From the passage on high-risk AI systems, copy word for word the stretch that opens with the words "High-Risk AI systems, on" and closes with "long-term record keeping.".

Reading passage:
=== Section Start ===

High-Risk AI systems, on the other hand, are those used in sensitive or regulated domains where incorrect or biased outcomes could significantly impact people’s rights, freedoms, or safety. These systems might be used to determine eligibility for loans, screen job applicants, assess students, support law enforcement decision-making or make medical diagnoses. If your company builds or deploys any AI functionality in these areas within the EU, you’re operating in a high-risk category. These systems are subject to the most rigorous compliance obligations under the Act — including technical documentation, real-time monitoring, incident tracking, human oversight, and long-term record keeping.
What really stands out for me is that the deadline for High-Risk AI systems is August 2, 2026. It sounds like it’s still more than a year away, but from an operational readiness standpoint, we are already running out of time. The documentation required must be detailed, version-controlled, and maintained for up to ten years after the system is last made available on the market or deployed in the EU. This includes full system architecture descriptions, risk mitigation strategies, descriptions of training and validation data, performance evaluations, and change logs. That’s a high bar, especially for organisations that haven’t historically treated model development with the same rigour as traditional software engineering.

=== Section End ===

Data to examine:
=== Section Start ===

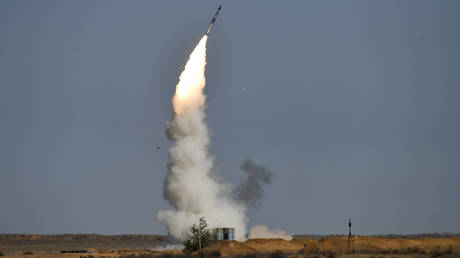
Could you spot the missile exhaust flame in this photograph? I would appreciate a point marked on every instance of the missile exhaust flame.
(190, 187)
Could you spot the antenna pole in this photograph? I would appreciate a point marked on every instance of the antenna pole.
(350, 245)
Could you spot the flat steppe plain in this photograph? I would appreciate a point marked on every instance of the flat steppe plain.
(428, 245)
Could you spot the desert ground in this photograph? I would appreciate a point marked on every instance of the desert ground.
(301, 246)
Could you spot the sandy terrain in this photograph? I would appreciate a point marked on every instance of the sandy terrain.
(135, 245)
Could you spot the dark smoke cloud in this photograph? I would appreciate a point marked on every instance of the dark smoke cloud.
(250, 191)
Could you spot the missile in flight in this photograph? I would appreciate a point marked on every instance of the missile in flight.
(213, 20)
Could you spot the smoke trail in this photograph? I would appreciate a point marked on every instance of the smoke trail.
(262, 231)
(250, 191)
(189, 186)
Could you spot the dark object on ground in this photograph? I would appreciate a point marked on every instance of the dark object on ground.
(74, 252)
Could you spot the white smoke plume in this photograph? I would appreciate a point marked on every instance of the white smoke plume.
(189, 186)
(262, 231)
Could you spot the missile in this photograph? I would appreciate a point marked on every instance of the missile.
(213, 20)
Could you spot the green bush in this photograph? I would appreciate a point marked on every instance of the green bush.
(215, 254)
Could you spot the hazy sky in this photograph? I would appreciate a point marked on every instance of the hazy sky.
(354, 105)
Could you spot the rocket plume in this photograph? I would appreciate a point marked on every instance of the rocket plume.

=== Section End ===

Response area:
High-Risk AI systems, on the other hand, are those used in sensitive or regulated domains where incorrect or biased outcomes could significantly impact people’s rights, freedoms, or safety. These systems might be used to determine eligibility for loans, screen job applicants, assess students, support law enforcement decision-making or make medical diagnoses. If your company builds or deploys any AI functionality in these areas within the EU, you’re operating in a high-risk category. These systems are subject to the most rigorous compliance obligations under the Act — including technical documentation, real-time monitoring, incident tracking, human oversight, and long-term record keeping.